### TO-DO LIST
[1] Please copy word for word the part of the passage on the BJP's Jharkhand campaign from "The format of the" to "or a perpetrator.".
[2] Write the next part of the account of the BJP's Jharkhand election campaign, starting after its final sentence.

### SELECTED EXCERPT
— BEGIN —

The format of the five-phased campaign to capture the state's 81 seats progressed in the format of a typical episode of the US television show Person of Interest: protagonists trying to ascertain if a certain individual is a victim or a perpetrator.
The BJP was quick to claim the victim's spot: it cast the JMM as the perpetrator and said that the Sorens were responsible for the under-development of Jharkhand. The party argued that the only difference between Jharkhand and the two other states formed alongside was that Chhattisgarh and Uttarakhand have "stable" governments. It then claimed that the other two states have seen impressive growth and that the BJP is the only party capable of providing Jharkhand with a stable government.
In all this, the party was counting on short public memory: of the nine governments formed in the state since its formation in November 2000, four had BJP chief ministers.
Probably keeping in mind a largely rural, illiterate demographic, the BJP kept its message simple throughout: that all of Jharkhand's problems will be solved by electing a stable government. At almost no point during the campaign did the BJP bothered itself with the how of things. This attitude was exhibited in the linear nature of its video advertisements - the narrator asks what Jharkhand's biggest problem is, someone who looks like a voter responds by naming an issue, the narrator asks what the solution is and the voter says, "Bhaajpa ka button dabi, kamal khili," in the Nagpuri dialect.
To its credit, the BJP had latched on to a genuine grievance of Jharkhandis: the state and its people have often been laughed at for its tumbling governments. By owning the issue, the BJP made sure that anyone who even expressed the desire to see stable governance would be seen as supporting it. In fact, as the campaign evolved, voters came to express a certain sympathy for the BJP: "They should be given one chance," was an expression one often heard from villagers.
The promise of stable government made, the BJP needed a credible face to tell it to the people. Prime Minister Narendra Modi therefore came to occupy that space; mostly because it would bring back memories of failed governments past, the BJP was loathe to project anyone from the old guard as chief minister. Despite the state unit of the party taking the effort to publish a 56-page manifesto, PM Modi set the agenda. Apart from the issue of instability, two concerns occupied his speeches - Sorens and adivasis. The party did not actively reach out to any other social groupings: the BJP did not have a Muslim candidate, the dalits of the state largely consider themselves Hindus.

— END —

### DATASET EXCERPTS
— BEGIN —

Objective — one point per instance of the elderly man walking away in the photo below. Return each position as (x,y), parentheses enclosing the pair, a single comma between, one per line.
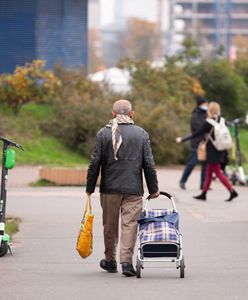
(122,151)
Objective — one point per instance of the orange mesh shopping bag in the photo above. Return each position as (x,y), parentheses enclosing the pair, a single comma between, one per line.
(85,236)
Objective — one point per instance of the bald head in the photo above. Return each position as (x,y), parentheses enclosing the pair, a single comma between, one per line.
(122,107)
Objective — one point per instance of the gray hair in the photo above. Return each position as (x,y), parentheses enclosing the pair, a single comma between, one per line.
(122,107)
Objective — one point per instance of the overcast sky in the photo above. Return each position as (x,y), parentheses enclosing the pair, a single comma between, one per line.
(146,9)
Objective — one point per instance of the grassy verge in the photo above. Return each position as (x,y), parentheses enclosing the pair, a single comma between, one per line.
(39,148)
(48,151)
(244,147)
(12,226)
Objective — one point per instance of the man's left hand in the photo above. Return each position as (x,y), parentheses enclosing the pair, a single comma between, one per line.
(155,195)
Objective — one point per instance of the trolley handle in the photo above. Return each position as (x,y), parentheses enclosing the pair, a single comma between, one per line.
(164,194)
(11,143)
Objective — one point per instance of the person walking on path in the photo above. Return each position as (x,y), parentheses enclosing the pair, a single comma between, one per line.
(198,117)
(214,156)
(122,151)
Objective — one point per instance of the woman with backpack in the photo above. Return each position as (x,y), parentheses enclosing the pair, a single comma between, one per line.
(214,157)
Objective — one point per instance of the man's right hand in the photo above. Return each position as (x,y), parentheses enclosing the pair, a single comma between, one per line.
(155,195)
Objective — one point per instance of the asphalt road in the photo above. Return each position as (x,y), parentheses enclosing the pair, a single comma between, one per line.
(45,264)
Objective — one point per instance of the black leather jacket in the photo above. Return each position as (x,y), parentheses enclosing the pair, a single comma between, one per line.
(122,176)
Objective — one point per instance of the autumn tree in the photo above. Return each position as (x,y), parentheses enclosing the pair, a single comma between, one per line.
(96,61)
(143,39)
(241,45)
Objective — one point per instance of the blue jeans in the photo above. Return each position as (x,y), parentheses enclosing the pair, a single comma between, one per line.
(192,162)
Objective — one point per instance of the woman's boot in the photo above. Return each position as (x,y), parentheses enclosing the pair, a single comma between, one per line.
(202,196)
(233,194)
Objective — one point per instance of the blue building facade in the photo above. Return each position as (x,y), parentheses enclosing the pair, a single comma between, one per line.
(52,30)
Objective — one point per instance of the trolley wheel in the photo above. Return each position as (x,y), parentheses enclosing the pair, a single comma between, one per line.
(182,267)
(3,248)
(138,268)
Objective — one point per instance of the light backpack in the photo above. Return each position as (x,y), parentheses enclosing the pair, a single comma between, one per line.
(223,139)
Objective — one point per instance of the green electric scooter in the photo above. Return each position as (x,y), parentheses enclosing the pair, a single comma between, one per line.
(8,162)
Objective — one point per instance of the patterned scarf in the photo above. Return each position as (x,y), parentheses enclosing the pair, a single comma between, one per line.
(116,134)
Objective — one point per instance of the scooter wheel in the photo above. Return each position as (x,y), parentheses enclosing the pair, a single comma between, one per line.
(3,248)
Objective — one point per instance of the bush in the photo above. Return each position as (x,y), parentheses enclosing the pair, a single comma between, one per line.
(224,85)
(163,100)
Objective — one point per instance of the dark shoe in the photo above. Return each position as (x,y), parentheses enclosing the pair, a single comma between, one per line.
(128,270)
(202,196)
(109,266)
(182,185)
(233,194)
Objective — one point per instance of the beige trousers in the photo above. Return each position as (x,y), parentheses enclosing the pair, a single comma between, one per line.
(129,207)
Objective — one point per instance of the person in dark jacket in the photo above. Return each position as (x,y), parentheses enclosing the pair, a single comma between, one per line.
(198,117)
(122,151)
(214,156)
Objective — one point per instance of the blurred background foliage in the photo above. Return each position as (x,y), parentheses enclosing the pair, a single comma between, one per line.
(56,114)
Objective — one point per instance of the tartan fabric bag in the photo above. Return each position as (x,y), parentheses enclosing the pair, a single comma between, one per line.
(85,236)
(159,232)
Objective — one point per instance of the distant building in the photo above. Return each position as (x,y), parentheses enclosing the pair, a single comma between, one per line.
(52,30)
(94,14)
(215,21)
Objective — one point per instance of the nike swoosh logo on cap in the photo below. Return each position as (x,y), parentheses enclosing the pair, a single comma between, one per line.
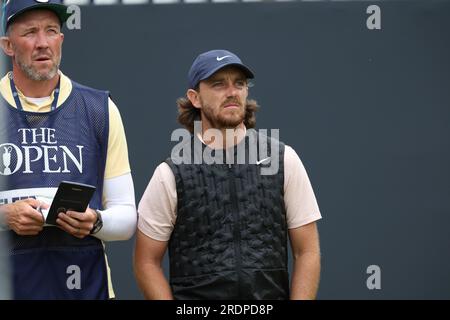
(261,161)
(221,58)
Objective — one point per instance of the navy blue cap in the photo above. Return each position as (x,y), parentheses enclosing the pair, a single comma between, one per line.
(207,63)
(13,8)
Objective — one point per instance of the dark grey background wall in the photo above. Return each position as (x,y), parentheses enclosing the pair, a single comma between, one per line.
(367,110)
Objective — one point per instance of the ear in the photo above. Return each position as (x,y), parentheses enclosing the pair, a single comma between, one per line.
(194,98)
(7,46)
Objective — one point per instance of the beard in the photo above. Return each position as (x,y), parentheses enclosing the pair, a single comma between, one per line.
(37,75)
(223,118)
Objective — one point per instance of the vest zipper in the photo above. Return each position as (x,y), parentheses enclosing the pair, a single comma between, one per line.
(237,229)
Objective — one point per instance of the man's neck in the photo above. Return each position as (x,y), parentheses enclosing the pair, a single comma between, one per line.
(231,136)
(34,88)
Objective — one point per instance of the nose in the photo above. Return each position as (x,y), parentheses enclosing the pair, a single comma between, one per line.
(41,40)
(232,90)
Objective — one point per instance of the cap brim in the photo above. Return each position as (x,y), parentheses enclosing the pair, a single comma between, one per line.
(59,9)
(248,73)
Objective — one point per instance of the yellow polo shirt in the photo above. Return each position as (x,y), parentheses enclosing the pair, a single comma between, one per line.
(117,162)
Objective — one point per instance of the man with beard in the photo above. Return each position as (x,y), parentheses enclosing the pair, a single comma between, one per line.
(226,225)
(55,129)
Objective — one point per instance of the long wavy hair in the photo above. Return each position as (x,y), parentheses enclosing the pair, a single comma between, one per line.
(187,113)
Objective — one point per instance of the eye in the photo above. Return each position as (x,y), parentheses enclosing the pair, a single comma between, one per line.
(28,33)
(218,84)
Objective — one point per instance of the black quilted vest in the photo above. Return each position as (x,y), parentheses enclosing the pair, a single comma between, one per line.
(230,236)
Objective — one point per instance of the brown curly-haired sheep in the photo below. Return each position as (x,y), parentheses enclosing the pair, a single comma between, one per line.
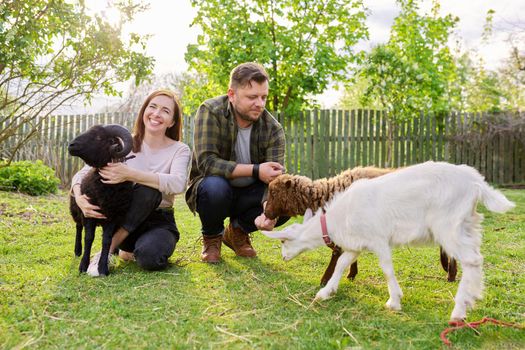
(292,195)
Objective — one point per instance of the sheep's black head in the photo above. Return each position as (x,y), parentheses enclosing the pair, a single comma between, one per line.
(102,144)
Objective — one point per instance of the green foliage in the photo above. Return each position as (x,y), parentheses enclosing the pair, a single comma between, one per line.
(414,71)
(32,178)
(55,52)
(304,45)
(261,303)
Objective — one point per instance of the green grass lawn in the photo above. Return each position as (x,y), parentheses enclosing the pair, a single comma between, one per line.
(241,303)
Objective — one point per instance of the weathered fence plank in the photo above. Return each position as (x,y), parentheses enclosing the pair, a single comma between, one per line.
(323,143)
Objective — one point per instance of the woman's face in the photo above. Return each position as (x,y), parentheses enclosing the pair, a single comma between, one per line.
(158,115)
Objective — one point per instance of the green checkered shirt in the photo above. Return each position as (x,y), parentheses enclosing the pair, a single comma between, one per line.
(214,143)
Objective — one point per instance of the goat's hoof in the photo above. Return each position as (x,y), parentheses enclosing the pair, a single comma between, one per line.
(394,306)
(458,316)
(454,320)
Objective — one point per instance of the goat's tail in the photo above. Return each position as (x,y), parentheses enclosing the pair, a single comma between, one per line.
(493,199)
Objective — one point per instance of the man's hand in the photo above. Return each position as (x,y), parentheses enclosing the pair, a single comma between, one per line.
(269,171)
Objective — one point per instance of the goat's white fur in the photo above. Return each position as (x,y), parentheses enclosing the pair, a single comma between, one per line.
(424,203)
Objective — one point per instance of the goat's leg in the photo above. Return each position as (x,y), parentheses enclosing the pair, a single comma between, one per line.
(343,262)
(394,290)
(467,252)
(452,270)
(89,228)
(469,289)
(78,239)
(353,271)
(443,258)
(336,253)
(448,264)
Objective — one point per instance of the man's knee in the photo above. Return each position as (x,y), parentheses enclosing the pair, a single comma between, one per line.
(214,190)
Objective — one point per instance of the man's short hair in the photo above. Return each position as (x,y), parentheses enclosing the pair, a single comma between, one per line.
(245,73)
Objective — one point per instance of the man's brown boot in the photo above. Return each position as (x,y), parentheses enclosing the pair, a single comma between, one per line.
(239,241)
(211,249)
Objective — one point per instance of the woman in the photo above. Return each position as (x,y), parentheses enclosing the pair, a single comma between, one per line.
(159,170)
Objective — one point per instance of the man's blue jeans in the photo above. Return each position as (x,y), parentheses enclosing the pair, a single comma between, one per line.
(217,200)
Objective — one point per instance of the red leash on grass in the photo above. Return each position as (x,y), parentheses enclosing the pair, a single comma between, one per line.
(460,324)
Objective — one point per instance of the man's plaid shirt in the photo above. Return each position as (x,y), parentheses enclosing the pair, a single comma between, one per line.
(214,143)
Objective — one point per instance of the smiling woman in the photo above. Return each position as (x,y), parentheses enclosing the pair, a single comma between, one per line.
(159,170)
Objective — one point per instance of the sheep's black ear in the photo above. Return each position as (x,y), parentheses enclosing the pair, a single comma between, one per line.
(123,134)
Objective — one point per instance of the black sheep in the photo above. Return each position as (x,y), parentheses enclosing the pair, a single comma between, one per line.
(97,147)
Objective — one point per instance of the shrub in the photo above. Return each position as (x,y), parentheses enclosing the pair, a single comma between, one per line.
(28,177)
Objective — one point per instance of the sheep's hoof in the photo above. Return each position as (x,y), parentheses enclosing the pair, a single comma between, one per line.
(323,294)
(83,266)
(394,306)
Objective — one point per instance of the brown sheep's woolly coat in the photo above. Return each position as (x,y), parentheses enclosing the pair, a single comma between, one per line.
(291,195)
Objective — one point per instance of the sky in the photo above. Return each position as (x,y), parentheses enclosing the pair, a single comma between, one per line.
(169,24)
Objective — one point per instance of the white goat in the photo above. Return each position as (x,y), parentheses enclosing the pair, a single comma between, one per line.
(429,202)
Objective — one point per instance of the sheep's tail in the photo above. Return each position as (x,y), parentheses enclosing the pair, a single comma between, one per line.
(493,199)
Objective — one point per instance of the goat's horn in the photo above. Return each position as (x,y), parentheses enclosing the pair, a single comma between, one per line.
(122,133)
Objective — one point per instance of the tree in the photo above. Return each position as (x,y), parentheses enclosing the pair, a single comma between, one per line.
(415,71)
(304,45)
(53,53)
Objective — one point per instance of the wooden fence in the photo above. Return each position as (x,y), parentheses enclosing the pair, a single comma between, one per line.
(322,143)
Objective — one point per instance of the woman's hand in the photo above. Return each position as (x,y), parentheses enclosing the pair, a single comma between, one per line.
(115,173)
(89,210)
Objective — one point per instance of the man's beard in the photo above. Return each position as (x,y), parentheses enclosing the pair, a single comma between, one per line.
(246,117)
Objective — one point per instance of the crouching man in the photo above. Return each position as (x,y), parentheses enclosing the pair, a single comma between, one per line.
(238,149)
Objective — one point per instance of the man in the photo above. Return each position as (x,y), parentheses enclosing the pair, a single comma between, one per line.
(238,150)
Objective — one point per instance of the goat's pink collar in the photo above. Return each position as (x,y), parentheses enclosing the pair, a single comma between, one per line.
(326,238)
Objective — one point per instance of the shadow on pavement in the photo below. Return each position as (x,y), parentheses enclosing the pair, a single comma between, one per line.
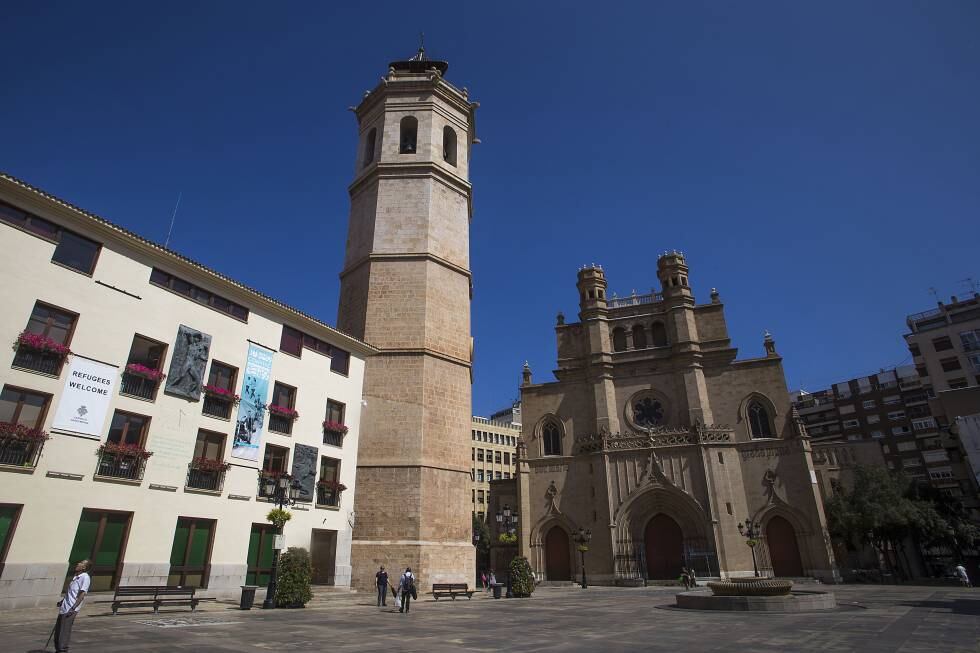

— END —

### OUTPUTS IN ORDER
[1]
The format of the five-phased campaign to capture the state's 81 seats progressed in the format of a typical episode of the US television show Person of Interest: protagonists trying to ascertain if a certain individual is a victim or a perpetrator.

[2]
The verbal duel between the PM and CM got very personal at times: responding to Modi's comments about his family's influence, CM Soren once said he was sorry the PM did not have children. As for the adivasis, Modi was selective - while speaking in dalit-majority Chandwa in Latehar district in the first phase, Modi never mentioned the adivasis. By the time the campaign reached the other end of the state in the fifth phase, Modi was actively wooing the adivasis in Dumka.
This in turn led to two fresh conflicts. BJP said it formed Jharkhand; JMM coined a slogan to counter it: "Hum ne banaya, hum sawarenge." The other was in response to attacks by Rahul Gandhi, with Modi saying the Congress had forgotten adivasis and that it needed Atal Bihari Vajpayee's first government to form a Ministry of Tribal Welfare.
The BJP could afford to not talk about micro issues with this magic wand approach of its leader. Left wing extremism was one: apart from a few perfunctory remarks, Modi offered nothing new in his speeches. In that respect, he was in line with the party's manifesto, which had only four lines on the topic. The PM almost never mentioned the former BJP governments in the state, lest it refresh voters' memories.
With the help of the regional media, the BJP had moved seamlessly from its initial target of a single-party-government to the slogan of ending instability after its Delhi leadership forced through an alliance with the AJSU Party. The party managed to stay on message till the campaign approached the last phase of polling in the Santhal Pargana. The JMM and Hemant Soren managed to turn the tables briefly there, portraying the BJP - "a party of outsiders" - as the perpetrator.
At that point, the BJP reached for its fail-safe in Prime Minister Narendra Modi. He delivered, addressing massive rallies in Dumka and Barhait constituencies, where Hemant Soren contested from. The BJP knew the PM's focus on him will lionise CM Soren, but that did not bother its campaign managers. Their target was never really the Sorens, after all: it was a win, at any cost.